Output every entry exactly as written.

----- Data shown

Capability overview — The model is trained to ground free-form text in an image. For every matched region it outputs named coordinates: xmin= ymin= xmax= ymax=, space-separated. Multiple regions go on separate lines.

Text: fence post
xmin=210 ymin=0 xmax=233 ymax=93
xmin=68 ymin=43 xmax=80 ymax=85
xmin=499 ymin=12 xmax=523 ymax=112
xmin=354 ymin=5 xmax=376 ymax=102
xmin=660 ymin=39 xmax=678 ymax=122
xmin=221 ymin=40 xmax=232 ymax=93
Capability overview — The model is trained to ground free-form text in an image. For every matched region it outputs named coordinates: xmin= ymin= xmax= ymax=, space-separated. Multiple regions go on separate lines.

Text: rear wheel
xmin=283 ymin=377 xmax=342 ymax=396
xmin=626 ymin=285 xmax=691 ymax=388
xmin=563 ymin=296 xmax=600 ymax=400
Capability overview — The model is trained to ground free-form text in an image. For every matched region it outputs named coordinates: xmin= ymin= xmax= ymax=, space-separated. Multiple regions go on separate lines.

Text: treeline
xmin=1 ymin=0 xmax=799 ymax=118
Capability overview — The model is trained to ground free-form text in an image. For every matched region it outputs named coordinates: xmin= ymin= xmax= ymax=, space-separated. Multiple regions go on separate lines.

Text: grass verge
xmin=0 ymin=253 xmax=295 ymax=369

----------

Output of the exercise:
Capability overview — The model is trained to ground free-form text in an image. For every matched region it outputs named coordinates: xmin= ymin= xmax= ymax=, space-separated. Multiple regions go on separate lines.

Text: fence post
xmin=210 ymin=0 xmax=233 ymax=93
xmin=68 ymin=43 xmax=80 ymax=85
xmin=499 ymin=12 xmax=523 ymax=112
xmin=354 ymin=5 xmax=376 ymax=102
xmin=660 ymin=39 xmax=678 ymax=122
xmin=221 ymin=40 xmax=232 ymax=93
Capability overview — The model is trained to ground free-form text in an image. For every matched region it outputs named coordinates: xmin= ymin= xmax= ymax=, space-separated. Multiple regions go on separate lines.

Text: rear wheel
xmin=283 ymin=377 xmax=342 ymax=396
xmin=626 ymin=285 xmax=691 ymax=388
xmin=563 ymin=296 xmax=600 ymax=400
Capability overview — The model is trained to ground free-form text in an image. For every matched region it outputs named coordinates: xmin= ymin= xmax= ymax=, space-separated. Multiple regions go on separate lines.

Text: treeline
xmin=1 ymin=0 xmax=799 ymax=118
Capability overview — The model is trained to ground free-form text in an image. For every matched region it outputs named coordinates: xmin= ymin= xmax= ymax=, space-separated. Multiple regions go on separate lines.

Text: grass verge
xmin=0 ymin=253 xmax=295 ymax=369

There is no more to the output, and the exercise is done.